* What you will do *
Every entry is to be set down a second time, precisely as written.

* Provided entries *
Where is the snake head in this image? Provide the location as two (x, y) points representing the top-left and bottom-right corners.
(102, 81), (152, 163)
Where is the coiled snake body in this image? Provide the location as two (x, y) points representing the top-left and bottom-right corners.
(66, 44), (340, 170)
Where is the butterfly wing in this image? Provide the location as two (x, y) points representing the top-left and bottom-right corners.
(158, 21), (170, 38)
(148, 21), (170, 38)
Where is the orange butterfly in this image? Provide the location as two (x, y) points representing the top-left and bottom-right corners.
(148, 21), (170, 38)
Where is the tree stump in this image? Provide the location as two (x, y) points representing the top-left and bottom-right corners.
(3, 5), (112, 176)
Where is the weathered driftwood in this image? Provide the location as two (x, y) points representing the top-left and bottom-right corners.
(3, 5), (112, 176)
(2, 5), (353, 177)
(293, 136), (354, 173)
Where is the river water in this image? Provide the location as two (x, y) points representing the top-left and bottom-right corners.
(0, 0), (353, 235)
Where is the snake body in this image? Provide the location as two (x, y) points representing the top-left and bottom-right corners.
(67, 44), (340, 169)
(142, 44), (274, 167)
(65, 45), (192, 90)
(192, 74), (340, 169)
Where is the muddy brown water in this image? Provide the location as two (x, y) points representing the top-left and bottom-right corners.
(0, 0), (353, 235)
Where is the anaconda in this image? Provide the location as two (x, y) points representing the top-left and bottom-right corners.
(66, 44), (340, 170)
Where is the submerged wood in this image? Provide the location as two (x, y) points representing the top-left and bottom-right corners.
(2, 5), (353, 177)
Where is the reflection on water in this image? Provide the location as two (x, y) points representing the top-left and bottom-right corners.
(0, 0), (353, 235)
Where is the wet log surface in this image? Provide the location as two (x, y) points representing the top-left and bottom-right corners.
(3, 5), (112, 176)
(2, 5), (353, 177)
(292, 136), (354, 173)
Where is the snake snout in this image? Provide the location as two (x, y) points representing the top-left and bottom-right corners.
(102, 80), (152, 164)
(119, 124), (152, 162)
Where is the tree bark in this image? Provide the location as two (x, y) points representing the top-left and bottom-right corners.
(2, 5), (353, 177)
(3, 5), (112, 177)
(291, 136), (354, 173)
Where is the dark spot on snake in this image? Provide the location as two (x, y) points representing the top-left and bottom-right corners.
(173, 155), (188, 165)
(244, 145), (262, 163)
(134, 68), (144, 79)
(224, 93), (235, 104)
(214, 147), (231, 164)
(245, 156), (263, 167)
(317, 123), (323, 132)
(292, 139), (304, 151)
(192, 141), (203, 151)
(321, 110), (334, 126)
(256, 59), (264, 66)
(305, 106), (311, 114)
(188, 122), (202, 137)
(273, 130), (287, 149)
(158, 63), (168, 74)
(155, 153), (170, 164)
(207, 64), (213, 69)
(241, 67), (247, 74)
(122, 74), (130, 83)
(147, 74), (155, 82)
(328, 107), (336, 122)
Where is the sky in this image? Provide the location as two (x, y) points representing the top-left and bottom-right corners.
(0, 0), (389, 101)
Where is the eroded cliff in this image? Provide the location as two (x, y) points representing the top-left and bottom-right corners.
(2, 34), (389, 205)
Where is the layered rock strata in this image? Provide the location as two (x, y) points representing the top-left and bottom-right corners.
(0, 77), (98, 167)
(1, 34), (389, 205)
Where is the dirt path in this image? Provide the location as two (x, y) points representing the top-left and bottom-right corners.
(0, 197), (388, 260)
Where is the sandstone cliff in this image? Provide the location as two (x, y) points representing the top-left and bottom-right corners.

* Result of the task *
Where is the snake head in this image? Provide the location as two (x, y) points representing the top-left and bottom-right corners.
(102, 81), (152, 163)
Where is the coiled snake body in this image? Provide the location as two (x, y) points representing the top-left and bottom-right corners.
(66, 44), (340, 170)
Where is the butterfly wing in this image? Provide the location as two (x, y) points representing the top-left and bottom-right corners.
(158, 21), (170, 38)
(148, 21), (170, 38)
Where is the orange butterfly in this image? Provide the location as two (x, y) points representing the top-left and bottom-right corners.
(148, 21), (170, 38)
Where is the tree stump in this image? Provide the location as two (x, y) points representing the top-left and bottom-right corners.
(3, 5), (112, 176)
Where is the weathered driftwood in this image? Provide the location as two (x, y) points representing the top-left and bottom-right corners.
(3, 5), (112, 176)
(2, 5), (353, 177)
(293, 136), (354, 173)
Where is the river water in this image? Provide the location as two (x, y) points representing the top-left and bottom-right corners.
(0, 0), (353, 235)
Where is the snake body in this image? Provide the location as two (x, y) points representing the top-left and bottom-right corners.
(67, 44), (340, 169)
(142, 44), (274, 167)
(65, 45), (192, 90)
(192, 74), (340, 169)
Where is the muddy brown water in this image? Provide the location as two (x, y) points representing the top-left and bottom-right corners.
(0, 0), (353, 235)
Where is the anaconda in this image? Provide the location as two (x, y) points representing the top-left and bottom-right corners.
(66, 44), (340, 170)
Where is the submerged wood in this image? Provide the location as two (x, y) points representing the top-left and bottom-right corners.
(2, 5), (353, 177)
Where is the reflection on water in this image? Provide the location as two (x, y) points representing the top-left and bottom-right corners.
(0, 0), (353, 235)
Where is the wet log surface in this image? Provide the location as two (x, y) points representing the top-left and bottom-right corners.
(3, 5), (112, 176)
(2, 5), (353, 177)
(292, 136), (354, 173)
Where is the snake snout in this image? Provide the location as two (x, y) points representing the top-left and bottom-right corners.
(102, 80), (152, 164)
(119, 124), (152, 162)
Where is the tree bark in this image? Provide the location as two (x, y) points representing the top-left and bottom-right corners.
(2, 5), (353, 177)
(3, 5), (112, 177)
(291, 136), (354, 173)
Where is the dark spot on snake in this image? Provide the location as two (x, y) points representing the top-left and bottom-right corners.
(173, 155), (188, 165)
(244, 145), (262, 163)
(134, 68), (144, 79)
(224, 93), (235, 104)
(214, 147), (231, 164)
(245, 156), (263, 167)
(317, 123), (323, 132)
(292, 139), (304, 151)
(192, 141), (203, 151)
(321, 110), (334, 126)
(256, 59), (264, 66)
(305, 106), (311, 114)
(188, 122), (202, 137)
(273, 130), (287, 149)
(158, 63), (168, 74)
(155, 153), (170, 164)
(207, 64), (213, 69)
(241, 67), (247, 74)
(122, 74), (130, 83)
(147, 74), (155, 82)
(328, 107), (336, 122)
Where is the sky in this image? Provide the location as two (x, y) points representing the top-left and bottom-right corners.
(0, 0), (389, 101)
Where is the eroded cliff in this image? Provide the location as two (x, y) points representing the top-left and bottom-right corners.
(2, 34), (389, 205)
Where is the layered rock strata in this image? Provide the location as two (x, y) points representing the top-left and bottom-right corners.
(0, 77), (98, 167)
(1, 34), (389, 205)
Where is the dirt path in this image? Provide the location as two (x, y) points representing the top-left and bottom-right corners.
(0, 197), (388, 260)
Where is the sandstone cliff in this image? Provide the location as two (x, y) points representing the top-left and bottom-right corners.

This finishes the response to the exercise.